La desnudez parece reflejar en sí misma una condición de crisis total. Desde la Creación el ser humano ha sentido vergüenza por su desnudez (Gén 3,7). El pudor humano nos indica la necesidad de cubrir las partes del cuerpo desde el punto de vista de la ética, sin embargo, la Biblia también se refiere a ello. El Antiguo Testamento manda a respetar el tipo de vestimenta según el género: hombre y mujer (Deut 22,5); Job denuncia la situación de los mendigos (Job 24,7.10); san Pablo invita a las mujeres a vestir con decoro (1Tim 2,9); además constata que “nuestras partes más deshonestas las vestimos con mayor honestidad” (1Cor 12,22-23), mientras que san Pedro llama a no adornarse por fuera, sino en el corazón (1Pe 3,3-4).
La desnudez significa también desarraigo y abandono, como el caso de san Francisco de Asís ante su rica familia: se despojó de sus vestidos en señal de renuncia a sus bienes y la decisión de seguir a Jesús pobre y humilde. Él nos enseñó que la desnudez es un signo de la condición espiritual de todo cristiano.

# # #

PREGUNTAS POR RESPONDER:
• A. Según el texto sobre la desnudez, ¿qué hizo san Francisco de Asís ante su rica familia?
• B. Copia otra vez el texto sobre la desnudez, empezando por "La desnudez significa" y siguiendo hasta "de todo cristiano.", y cambia "abandono" por "soledad".

# # #

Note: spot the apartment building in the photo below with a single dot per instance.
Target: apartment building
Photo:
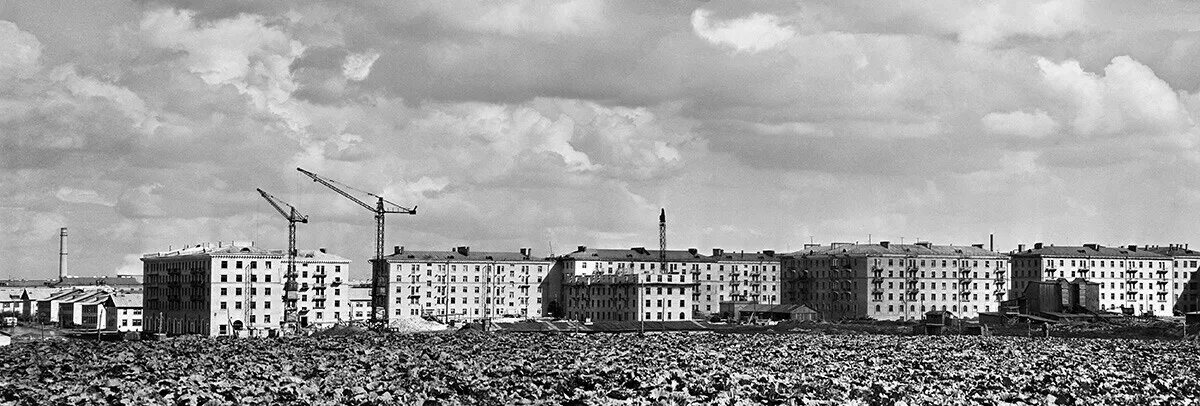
(238, 290)
(465, 285)
(630, 284)
(737, 276)
(894, 281)
(1185, 275)
(1132, 279)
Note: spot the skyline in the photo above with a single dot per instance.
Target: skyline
(147, 125)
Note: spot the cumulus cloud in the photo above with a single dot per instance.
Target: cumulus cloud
(533, 17)
(999, 21)
(243, 52)
(1127, 99)
(1035, 125)
(358, 66)
(19, 52)
(753, 34)
(72, 195)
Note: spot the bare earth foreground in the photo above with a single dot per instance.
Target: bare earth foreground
(513, 369)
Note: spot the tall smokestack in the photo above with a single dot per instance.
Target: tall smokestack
(63, 254)
(663, 239)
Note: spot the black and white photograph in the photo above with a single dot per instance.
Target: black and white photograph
(599, 202)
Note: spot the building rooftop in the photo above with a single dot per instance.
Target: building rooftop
(1175, 250)
(919, 249)
(462, 254)
(125, 300)
(748, 256)
(70, 281)
(1090, 250)
(636, 254)
(245, 250)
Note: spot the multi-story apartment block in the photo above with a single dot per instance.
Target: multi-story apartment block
(895, 281)
(630, 285)
(226, 288)
(1185, 275)
(737, 276)
(468, 285)
(1132, 279)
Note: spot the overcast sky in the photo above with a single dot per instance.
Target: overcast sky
(757, 125)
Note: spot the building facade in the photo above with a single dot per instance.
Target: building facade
(895, 281)
(123, 312)
(737, 276)
(630, 285)
(1185, 276)
(465, 285)
(221, 290)
(1131, 279)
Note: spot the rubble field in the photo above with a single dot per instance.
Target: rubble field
(605, 369)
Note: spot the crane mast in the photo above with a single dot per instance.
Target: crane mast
(379, 269)
(289, 278)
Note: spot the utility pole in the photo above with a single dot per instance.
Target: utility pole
(379, 267)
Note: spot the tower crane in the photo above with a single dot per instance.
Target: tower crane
(289, 278)
(379, 269)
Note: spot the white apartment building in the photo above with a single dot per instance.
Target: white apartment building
(1131, 279)
(737, 276)
(630, 285)
(465, 285)
(238, 290)
(895, 281)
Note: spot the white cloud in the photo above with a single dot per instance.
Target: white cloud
(243, 52)
(19, 52)
(1128, 99)
(358, 66)
(1033, 125)
(539, 17)
(1002, 19)
(753, 34)
(72, 195)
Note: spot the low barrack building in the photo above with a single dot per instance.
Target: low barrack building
(895, 281)
(630, 285)
(1131, 279)
(465, 285)
(238, 290)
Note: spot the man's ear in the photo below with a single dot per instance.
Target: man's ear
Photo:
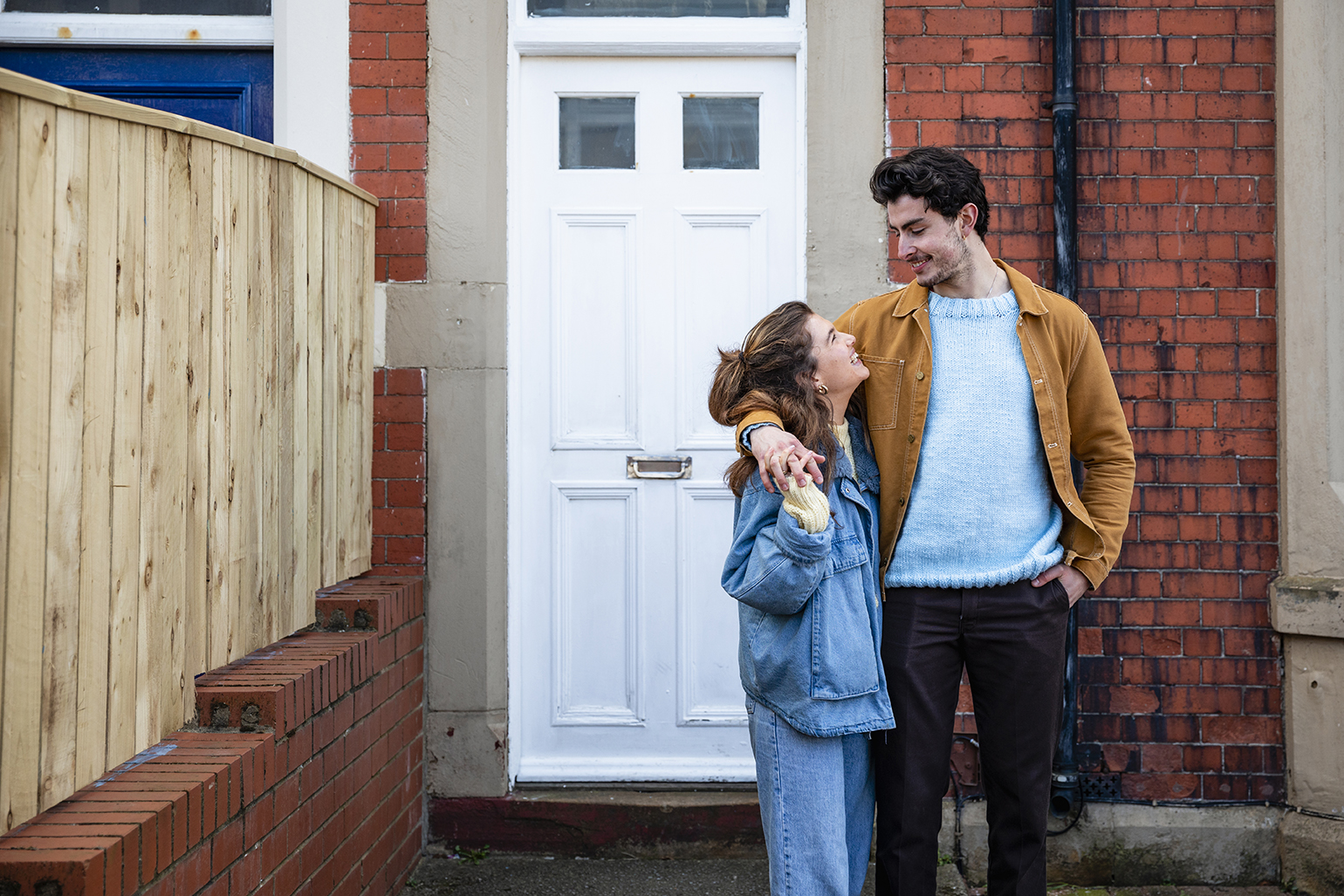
(967, 219)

# # #

LISTA DE RESPUESTAS:
• A. Se despojó de sus vestidos en señal de renuncia a sus bienes y de la decisión de seguir a Jesús pobre y humilde.

• B.
La desnudez significa también desarraigo y soledad, como el caso de san Francisco de Asís ante su rica familia: se despojó de sus vestidos en señal de renuncia a sus bienes y la decisión de seguir a Jesús pobre y humilde. Él nos enseñó que la desnudez es un signo de la condición espiritual de todo cristiano.